* EXTRAIT DU DOCUMENT *
1 février 2024
Cour d'appel de Caen
RG n° 22/00054

1ère chambre sociale

Texte de la décision

AFFAIRE : N° RG 22/00054

N° Portalis DBVC-V-B7G-G45D

 Code Aff. :



ARRET N°



C.P





ORIGINE : Décision du Conseil de Prud'hommes - Formation paritaire de CAEN en date du 17 Décembre 2021 RG n° F20/00455











COUR D'APPEL DE CAEN

1ère chambre sociale

ARRÊT DU 01 FEVRIER 2024





APPELANTS :



Maître [R] [J] pris ès qualité de mandataire judiciaire au redressement judiciaire de la SAS MEDGICGROUP

[Adresse 1]



S.A.S. MEDGICGROUP prise en la personne de son représentant légal domicilié en cette qualité audit siège

[Adresse 3]



S.E.L.A.R.L. AJIRE agissant en la personne de Maître [F] [T] pris ès qualités de commissaire à l'exécution du plan de redressement judiciaire de la SAS MEDGICGROUP

[Adresse 2]



Représentés par Me Gaël BALAVOINE, substitué par Me BENNETT, avocats au barreau de CAEN







INTIMES :



Monsieur [O] [Z]

[Adresse 4]



Représenté par Me Xavier MORICE, avocat au barreau de CAEN



AGS CGEA CENTRE DE GESTION ET D'ETUDES AGS (CGEA) DE [Localité 6] - UNITE DECONCENTREE DE L'UNEDIC prise en la personne de son représentant légal domicilié en cette qualité audit siège

[Adresse 5]



Non représentée





COMPOSITION DE LA COUR LORS DES DÉBATS ET DU DÉLIBÉRÉ :



Mme DELAHAYE, Présidente de Chambre,

Mme PONCET, Conseiller,

Mme VINOT, Conseiller, rédacteur











DÉBATS : A l'audience publique du 23 novembre 2023



GREFFIER : Mme JACQUETTE-BRACKX



ARRÊT prononcé publiquement le 01 février 2024 à 14h00 par mise à disposition de l'arrêt au greffe de la cour, les parties en ayant été préalablement avisées dans les conditions prévues au deuxième alinéa de l'article 450 du code de procédure civile et signé par Mme DELAHAYE, présidente, et Mme GOULARD, greffier












M. [U] [D] a été embauché à compter du 9 janvier 2017 en qualité de directeur technique par la société Medgicgroup.

Extraits de données de pointage:
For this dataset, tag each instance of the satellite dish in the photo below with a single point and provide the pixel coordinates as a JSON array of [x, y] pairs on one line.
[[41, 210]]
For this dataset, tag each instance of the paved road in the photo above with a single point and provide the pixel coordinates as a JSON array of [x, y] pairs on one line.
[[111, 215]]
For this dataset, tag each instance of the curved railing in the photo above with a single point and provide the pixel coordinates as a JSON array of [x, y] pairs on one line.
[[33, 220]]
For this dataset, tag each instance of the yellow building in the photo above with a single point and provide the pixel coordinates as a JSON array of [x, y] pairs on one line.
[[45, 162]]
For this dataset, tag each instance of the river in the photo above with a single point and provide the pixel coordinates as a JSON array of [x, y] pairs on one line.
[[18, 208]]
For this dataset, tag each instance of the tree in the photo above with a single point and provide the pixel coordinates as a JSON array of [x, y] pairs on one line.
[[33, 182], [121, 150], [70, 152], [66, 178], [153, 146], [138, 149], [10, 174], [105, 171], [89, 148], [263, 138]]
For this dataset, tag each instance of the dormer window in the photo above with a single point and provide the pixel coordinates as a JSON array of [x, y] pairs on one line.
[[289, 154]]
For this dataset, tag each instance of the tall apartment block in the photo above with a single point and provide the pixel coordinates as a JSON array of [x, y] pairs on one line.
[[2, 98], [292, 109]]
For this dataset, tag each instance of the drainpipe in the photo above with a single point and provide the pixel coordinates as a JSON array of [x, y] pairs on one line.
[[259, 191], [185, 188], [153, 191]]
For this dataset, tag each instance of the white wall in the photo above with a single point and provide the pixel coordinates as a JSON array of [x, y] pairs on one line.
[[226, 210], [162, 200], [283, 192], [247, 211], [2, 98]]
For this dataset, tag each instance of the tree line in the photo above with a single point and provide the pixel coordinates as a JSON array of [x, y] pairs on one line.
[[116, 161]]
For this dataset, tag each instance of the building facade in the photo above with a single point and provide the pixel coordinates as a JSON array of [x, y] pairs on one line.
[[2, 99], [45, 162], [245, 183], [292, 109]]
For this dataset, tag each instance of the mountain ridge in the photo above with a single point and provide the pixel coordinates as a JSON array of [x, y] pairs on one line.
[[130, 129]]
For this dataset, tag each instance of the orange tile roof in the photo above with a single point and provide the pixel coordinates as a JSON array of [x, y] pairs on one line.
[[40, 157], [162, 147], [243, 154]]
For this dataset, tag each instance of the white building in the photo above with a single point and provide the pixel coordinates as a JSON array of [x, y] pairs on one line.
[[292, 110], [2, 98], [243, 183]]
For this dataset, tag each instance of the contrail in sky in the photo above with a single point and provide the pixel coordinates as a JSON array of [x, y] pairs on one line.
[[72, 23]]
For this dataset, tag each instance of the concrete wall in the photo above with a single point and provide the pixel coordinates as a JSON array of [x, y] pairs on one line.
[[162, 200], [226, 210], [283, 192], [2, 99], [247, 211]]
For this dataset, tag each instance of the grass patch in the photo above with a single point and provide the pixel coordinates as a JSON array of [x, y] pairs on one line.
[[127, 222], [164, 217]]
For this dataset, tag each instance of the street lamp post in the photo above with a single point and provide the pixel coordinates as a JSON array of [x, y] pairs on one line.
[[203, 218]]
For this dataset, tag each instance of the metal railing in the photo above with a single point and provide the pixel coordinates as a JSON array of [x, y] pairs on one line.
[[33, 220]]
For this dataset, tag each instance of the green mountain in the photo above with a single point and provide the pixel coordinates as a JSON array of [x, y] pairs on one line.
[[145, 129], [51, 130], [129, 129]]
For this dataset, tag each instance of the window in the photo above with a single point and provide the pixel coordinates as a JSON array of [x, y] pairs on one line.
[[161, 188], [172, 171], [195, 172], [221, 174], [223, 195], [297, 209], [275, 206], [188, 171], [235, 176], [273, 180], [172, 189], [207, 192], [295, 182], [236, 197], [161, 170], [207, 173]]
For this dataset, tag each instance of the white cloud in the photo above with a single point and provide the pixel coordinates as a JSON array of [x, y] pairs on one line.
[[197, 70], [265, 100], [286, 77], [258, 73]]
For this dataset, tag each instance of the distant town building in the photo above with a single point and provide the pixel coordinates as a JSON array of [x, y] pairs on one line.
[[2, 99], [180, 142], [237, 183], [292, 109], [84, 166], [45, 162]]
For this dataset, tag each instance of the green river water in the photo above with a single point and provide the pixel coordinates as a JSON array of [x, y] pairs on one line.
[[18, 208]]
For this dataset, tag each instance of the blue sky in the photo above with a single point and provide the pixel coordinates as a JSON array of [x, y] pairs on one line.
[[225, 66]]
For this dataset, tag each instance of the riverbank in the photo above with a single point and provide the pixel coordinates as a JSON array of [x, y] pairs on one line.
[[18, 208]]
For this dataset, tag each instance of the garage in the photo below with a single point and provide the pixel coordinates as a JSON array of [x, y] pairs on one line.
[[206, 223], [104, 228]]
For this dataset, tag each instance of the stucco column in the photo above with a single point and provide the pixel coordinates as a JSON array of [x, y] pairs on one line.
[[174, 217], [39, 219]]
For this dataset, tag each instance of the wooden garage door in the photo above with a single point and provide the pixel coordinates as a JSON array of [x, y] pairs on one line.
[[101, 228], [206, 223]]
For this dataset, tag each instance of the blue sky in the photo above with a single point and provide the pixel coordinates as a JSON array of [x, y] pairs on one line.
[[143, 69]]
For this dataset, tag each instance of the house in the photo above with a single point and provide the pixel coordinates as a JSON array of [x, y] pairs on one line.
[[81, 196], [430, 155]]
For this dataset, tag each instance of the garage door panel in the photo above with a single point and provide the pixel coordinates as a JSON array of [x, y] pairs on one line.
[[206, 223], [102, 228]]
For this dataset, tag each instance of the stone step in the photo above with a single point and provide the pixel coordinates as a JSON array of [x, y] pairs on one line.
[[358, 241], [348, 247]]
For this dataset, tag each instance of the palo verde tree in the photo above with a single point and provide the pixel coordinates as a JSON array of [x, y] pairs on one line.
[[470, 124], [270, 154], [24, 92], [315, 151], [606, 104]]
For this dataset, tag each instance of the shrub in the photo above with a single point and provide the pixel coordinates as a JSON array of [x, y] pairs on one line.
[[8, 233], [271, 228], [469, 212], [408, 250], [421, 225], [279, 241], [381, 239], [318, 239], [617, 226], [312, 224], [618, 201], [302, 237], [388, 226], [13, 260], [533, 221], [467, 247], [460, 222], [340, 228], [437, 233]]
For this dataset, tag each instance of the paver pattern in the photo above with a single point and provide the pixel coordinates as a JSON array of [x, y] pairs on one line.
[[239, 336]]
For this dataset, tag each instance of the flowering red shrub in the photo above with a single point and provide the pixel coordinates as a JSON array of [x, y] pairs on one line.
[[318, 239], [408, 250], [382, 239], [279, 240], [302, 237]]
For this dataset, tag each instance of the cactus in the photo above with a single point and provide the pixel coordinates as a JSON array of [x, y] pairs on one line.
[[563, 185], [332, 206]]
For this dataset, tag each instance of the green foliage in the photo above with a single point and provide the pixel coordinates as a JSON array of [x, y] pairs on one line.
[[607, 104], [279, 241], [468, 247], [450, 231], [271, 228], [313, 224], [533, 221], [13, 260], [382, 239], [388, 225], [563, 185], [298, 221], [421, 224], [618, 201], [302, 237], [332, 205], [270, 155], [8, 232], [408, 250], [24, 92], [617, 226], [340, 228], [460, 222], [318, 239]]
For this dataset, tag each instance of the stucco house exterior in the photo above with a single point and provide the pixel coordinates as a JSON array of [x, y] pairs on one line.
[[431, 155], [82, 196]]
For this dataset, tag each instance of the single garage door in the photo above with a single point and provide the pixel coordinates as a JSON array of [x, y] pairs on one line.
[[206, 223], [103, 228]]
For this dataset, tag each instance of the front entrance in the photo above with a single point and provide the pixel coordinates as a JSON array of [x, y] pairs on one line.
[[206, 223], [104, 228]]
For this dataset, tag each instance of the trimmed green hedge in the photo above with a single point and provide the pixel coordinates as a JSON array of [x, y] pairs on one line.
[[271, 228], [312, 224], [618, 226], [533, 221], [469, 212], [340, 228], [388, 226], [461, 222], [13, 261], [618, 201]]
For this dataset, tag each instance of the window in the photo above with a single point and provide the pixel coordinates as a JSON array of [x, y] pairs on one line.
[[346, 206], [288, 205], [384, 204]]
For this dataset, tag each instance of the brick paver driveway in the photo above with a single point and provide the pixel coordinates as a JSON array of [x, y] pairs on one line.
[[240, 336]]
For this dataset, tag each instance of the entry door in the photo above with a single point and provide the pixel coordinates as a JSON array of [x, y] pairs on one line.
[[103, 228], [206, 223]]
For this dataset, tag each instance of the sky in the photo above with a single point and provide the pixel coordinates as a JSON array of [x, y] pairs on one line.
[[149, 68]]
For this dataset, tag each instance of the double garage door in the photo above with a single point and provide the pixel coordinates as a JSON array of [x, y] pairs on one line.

* TRAVAIL DEMANDÉ *
1. Selon l'arrêt, à quelle date s'est tenue l'audience publique des débats ?
2. Résumez, s'il vous plaît, en une ou deux phrases le paragraphe de l'arrêt qui commence par « ARRÊT prononcé publiquement », en conservant ses faits principaux.
3. Recopiez tout le passage de l'arrêt, de « ARRÊT prononcé publiquement » jusqu'à « la société Medgicgroup. », en changeant « directeur technique » en « responsable technique ».
Appuyez-vous uniquement sur l'arrêt.

* RÉPONSES RÉDIGÉES *
1. Le 23 novembre 2023.

2. L'arrêt a été rendu publiquement le 1er février 2024 à 14h00 par mise à disposition au greffe de la cour, après avis préalable aux parties selon le deuxième alinéa de l'article 450 du code de procédure civile. Il est signé par Mme DELAHAYE, présidente, et Mme GOULARD, greffier.

3.
ARRÊT prononcé publiquement le 01 février 2024 à 14h00 par mise à disposition de l'arrêt au greffe de la cour, les parties en ayant été préalablement avisées dans les conditions prévues au deuxième alinéa de l'article 450 du code de procédure civile et signé par Mme DELAHAYE, présidente, et Mme GOULARD, greffier












M. [U] [D] a été embauché à compter du 9 janvier 2017 en qualité de responsable technique par la société Medgicgroup.